BEGIN Data lines

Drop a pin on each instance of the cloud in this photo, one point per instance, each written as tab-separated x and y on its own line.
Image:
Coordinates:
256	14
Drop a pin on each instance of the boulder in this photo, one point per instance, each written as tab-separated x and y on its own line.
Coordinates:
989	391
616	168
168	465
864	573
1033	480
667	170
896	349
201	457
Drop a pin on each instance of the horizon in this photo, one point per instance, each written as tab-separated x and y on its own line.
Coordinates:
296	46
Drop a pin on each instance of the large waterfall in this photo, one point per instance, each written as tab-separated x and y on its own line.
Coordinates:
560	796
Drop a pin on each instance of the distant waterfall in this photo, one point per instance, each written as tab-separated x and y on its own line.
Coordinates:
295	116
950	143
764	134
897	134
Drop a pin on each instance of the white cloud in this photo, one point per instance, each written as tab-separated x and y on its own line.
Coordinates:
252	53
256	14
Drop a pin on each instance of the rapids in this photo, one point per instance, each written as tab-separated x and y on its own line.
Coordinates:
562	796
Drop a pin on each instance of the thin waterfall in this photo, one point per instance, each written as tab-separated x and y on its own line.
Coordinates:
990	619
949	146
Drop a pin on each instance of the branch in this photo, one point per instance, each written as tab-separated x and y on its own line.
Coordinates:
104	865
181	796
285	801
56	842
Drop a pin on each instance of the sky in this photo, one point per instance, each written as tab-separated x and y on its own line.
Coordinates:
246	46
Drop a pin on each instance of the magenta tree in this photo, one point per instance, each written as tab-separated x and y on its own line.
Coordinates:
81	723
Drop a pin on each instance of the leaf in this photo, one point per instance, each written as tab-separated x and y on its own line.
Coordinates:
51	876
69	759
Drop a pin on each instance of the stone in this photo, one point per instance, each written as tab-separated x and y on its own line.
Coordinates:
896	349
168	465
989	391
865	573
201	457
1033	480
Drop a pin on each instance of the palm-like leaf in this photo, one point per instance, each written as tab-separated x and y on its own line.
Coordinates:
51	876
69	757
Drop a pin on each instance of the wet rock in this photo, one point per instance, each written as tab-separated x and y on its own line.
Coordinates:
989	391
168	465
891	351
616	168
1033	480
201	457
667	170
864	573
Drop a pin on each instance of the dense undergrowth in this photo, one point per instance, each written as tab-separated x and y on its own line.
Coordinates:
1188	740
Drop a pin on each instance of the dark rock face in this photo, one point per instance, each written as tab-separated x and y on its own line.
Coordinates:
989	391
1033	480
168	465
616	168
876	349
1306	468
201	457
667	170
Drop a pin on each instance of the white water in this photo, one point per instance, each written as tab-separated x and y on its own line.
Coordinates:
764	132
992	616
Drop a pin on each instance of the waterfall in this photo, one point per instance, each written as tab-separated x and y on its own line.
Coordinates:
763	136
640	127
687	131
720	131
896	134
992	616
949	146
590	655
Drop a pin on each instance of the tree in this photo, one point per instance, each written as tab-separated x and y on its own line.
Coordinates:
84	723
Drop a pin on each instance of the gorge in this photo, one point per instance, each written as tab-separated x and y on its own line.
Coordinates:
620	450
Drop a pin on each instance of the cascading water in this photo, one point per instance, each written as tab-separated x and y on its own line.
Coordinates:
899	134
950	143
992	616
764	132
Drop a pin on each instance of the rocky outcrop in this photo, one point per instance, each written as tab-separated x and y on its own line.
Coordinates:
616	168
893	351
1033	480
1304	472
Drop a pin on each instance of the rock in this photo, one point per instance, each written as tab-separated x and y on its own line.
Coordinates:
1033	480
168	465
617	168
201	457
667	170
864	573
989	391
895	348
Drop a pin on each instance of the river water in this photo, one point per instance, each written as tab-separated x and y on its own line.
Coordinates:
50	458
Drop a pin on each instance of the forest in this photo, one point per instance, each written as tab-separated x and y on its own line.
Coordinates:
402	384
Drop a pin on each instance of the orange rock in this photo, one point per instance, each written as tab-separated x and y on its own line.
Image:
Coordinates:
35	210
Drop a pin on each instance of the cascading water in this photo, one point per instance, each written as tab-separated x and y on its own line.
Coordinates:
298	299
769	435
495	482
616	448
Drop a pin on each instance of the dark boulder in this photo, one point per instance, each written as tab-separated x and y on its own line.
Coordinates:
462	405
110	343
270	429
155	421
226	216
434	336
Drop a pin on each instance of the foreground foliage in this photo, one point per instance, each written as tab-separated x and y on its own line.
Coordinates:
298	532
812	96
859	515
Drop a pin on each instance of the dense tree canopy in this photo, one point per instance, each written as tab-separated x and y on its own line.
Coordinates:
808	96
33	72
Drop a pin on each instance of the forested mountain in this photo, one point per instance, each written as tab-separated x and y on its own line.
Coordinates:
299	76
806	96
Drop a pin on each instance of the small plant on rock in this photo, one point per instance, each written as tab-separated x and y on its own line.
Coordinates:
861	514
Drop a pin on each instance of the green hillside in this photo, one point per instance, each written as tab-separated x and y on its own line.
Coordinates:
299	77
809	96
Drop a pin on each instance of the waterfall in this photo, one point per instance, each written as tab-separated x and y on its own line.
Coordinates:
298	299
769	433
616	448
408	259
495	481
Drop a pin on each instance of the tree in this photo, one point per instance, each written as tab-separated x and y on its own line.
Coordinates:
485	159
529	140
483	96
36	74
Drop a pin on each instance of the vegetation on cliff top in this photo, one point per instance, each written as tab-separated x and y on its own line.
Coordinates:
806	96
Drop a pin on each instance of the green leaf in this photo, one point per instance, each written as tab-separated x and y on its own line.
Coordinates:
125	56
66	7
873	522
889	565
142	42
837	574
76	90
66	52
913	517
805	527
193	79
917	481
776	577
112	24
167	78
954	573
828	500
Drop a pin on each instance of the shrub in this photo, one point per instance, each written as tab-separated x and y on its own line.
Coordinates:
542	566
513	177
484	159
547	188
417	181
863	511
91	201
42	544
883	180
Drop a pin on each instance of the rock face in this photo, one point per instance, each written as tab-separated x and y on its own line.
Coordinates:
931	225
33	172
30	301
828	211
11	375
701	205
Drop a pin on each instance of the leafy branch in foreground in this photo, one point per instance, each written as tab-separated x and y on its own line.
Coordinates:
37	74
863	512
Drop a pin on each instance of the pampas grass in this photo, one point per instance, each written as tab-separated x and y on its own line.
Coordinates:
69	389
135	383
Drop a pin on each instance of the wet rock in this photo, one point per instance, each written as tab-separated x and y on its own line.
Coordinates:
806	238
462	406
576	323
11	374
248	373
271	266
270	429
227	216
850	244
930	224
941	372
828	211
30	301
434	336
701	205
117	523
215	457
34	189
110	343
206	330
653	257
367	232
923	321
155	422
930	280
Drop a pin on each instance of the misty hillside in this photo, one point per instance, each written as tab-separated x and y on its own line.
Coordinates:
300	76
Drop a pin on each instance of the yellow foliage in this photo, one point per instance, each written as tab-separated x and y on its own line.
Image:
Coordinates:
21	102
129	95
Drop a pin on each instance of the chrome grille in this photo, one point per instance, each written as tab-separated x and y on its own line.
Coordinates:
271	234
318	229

END Data lines
BEGIN Data lines

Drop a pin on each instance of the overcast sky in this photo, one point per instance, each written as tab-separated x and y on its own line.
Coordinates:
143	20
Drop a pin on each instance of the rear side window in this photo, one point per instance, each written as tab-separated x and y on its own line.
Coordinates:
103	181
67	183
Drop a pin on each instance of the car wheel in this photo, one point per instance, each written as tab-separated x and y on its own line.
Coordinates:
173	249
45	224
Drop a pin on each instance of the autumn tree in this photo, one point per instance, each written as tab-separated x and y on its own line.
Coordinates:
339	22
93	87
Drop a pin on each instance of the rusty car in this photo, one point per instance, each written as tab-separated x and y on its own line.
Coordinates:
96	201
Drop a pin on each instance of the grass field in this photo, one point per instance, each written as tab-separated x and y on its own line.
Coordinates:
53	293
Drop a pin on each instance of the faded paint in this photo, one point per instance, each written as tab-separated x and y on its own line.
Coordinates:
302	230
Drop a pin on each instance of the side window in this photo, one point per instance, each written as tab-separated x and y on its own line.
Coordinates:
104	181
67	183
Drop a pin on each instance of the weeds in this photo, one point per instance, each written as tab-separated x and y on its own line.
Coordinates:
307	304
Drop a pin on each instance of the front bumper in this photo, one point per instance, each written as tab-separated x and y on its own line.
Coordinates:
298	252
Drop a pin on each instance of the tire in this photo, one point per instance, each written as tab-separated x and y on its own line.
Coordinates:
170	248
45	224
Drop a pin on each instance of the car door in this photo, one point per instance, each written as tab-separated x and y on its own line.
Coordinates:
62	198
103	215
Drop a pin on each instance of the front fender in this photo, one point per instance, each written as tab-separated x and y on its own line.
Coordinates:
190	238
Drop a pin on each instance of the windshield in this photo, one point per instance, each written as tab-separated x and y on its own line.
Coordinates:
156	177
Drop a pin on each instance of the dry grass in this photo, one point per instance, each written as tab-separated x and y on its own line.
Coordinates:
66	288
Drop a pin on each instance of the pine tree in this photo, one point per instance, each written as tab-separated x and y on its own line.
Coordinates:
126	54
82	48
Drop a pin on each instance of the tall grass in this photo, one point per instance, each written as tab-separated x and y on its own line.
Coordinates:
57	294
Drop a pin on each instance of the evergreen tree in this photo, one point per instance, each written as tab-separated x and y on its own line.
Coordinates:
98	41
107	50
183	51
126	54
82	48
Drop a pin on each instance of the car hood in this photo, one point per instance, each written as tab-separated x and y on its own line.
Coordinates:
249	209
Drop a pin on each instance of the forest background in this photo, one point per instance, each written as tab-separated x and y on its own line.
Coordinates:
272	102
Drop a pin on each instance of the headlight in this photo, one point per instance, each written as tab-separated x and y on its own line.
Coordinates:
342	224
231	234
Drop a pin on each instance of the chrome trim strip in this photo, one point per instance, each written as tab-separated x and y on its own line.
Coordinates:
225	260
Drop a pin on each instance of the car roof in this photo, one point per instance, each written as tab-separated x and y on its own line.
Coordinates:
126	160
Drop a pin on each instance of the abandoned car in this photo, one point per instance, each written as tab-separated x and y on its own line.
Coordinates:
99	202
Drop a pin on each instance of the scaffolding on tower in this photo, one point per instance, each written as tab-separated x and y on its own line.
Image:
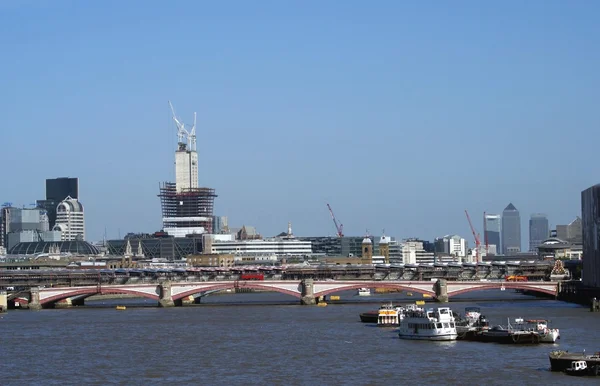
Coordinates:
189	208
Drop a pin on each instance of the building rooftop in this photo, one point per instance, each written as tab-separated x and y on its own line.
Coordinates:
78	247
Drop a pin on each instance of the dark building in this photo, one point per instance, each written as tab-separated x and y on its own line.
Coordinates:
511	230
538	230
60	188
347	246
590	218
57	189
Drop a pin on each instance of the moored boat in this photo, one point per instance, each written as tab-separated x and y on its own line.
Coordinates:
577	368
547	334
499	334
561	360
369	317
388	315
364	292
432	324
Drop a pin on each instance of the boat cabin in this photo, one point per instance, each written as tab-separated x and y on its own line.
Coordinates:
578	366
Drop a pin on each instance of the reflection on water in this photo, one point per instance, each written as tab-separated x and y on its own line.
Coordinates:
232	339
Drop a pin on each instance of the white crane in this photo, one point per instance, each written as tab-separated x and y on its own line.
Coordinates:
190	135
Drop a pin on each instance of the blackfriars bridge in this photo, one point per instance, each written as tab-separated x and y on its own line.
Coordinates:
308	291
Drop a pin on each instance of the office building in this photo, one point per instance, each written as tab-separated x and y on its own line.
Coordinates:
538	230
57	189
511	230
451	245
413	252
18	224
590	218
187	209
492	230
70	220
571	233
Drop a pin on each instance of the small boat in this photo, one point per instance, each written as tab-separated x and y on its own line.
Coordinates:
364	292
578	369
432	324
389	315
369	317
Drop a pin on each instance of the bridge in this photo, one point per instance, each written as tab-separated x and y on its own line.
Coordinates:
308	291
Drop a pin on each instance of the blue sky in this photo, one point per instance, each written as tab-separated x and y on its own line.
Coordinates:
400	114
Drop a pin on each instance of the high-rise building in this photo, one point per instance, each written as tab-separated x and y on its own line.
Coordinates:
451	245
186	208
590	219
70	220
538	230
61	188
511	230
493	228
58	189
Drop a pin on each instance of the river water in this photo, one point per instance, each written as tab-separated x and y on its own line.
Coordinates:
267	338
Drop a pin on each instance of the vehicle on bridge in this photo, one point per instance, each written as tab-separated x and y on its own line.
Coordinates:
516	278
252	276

END Data lines
BEGIN Data lines

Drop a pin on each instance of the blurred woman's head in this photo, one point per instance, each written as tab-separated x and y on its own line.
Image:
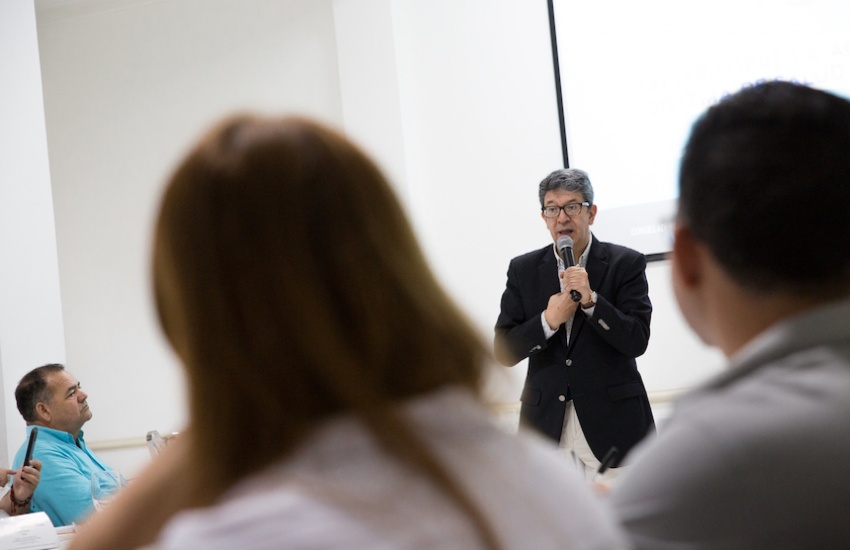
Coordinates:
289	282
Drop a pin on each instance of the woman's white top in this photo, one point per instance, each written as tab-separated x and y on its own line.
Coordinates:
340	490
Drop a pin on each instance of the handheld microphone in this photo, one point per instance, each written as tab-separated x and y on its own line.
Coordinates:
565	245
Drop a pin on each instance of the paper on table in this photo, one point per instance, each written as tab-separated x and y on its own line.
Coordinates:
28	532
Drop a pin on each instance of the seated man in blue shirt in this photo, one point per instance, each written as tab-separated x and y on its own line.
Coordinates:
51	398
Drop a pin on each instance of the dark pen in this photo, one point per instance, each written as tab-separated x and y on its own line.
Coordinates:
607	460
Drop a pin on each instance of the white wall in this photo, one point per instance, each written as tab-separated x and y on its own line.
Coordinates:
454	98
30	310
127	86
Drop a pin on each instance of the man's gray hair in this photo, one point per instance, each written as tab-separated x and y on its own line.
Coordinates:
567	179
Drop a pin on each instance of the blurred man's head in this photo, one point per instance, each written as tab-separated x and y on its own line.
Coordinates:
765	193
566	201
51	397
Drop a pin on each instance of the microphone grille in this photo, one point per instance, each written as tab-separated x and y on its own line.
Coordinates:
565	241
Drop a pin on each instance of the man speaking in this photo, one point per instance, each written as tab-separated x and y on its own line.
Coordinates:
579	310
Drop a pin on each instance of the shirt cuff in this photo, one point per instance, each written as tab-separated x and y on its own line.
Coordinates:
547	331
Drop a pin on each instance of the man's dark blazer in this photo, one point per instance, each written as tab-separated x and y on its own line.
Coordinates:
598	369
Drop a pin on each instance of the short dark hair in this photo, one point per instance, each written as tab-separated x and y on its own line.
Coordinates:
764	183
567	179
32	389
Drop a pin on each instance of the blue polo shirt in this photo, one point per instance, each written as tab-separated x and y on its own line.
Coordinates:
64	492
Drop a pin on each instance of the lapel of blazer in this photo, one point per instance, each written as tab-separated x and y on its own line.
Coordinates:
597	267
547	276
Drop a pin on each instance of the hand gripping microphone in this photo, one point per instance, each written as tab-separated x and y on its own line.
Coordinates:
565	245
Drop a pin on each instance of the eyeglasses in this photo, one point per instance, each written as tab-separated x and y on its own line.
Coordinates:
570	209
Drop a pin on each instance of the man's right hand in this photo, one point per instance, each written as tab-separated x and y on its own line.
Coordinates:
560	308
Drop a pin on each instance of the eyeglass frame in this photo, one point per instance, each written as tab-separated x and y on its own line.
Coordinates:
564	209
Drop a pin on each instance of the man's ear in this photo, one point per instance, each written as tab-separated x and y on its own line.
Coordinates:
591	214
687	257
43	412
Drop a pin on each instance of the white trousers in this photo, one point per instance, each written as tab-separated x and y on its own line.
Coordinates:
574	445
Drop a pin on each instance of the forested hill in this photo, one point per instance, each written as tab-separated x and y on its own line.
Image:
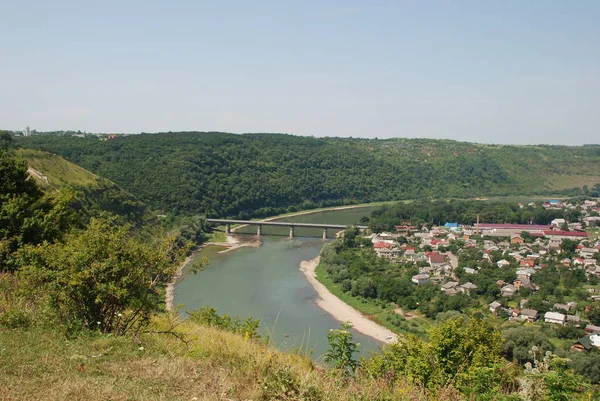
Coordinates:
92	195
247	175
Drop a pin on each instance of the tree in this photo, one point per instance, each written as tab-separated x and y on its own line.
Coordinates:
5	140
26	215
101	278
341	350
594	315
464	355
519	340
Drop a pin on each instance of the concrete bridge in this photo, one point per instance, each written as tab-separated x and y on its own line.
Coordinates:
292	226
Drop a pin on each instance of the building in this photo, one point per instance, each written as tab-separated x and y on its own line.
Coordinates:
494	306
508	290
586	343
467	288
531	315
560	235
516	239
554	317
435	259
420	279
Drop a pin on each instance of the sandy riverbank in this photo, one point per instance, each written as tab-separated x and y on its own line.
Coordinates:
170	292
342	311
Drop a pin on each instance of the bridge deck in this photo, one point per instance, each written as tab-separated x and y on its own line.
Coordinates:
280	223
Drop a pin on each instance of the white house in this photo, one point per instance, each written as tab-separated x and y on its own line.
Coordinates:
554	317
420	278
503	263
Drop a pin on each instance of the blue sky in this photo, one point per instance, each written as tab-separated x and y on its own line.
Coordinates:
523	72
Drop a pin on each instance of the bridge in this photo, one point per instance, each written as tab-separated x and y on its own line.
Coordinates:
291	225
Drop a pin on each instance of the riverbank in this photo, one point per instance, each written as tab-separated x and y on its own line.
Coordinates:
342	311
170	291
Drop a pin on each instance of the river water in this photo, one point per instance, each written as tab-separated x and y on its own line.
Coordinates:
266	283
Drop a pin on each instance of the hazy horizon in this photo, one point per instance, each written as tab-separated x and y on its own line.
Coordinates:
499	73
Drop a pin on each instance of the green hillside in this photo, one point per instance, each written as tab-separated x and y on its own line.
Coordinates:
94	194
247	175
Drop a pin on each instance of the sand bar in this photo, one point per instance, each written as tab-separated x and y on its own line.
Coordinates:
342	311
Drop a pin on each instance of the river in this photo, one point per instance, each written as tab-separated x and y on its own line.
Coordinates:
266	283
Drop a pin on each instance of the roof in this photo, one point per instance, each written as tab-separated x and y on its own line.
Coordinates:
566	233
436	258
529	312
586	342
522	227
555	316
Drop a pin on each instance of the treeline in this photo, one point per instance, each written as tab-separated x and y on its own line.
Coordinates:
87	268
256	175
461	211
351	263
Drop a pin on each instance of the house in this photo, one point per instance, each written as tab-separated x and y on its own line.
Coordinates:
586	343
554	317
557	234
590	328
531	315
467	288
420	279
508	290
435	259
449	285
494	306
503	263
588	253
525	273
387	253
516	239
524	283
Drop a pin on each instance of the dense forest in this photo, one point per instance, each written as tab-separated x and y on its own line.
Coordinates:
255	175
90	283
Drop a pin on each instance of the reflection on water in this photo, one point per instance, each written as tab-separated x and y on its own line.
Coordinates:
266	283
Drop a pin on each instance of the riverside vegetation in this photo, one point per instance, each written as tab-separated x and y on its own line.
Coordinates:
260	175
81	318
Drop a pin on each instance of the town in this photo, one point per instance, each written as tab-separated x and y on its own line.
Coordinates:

END Data lines

■ **Directions**
Report every line in the rows above that contains the string "window", copying each such line in full. Matching is case-sensitive.

■ **Task result**
Drop a pin on each instance of the rear side window in this photo, one point per instance, each written as tab-separated x and y on its own line.
Drop a pin on each instance of the side window in this photo, one point per instance, each written as tab-separated x and y on its own line.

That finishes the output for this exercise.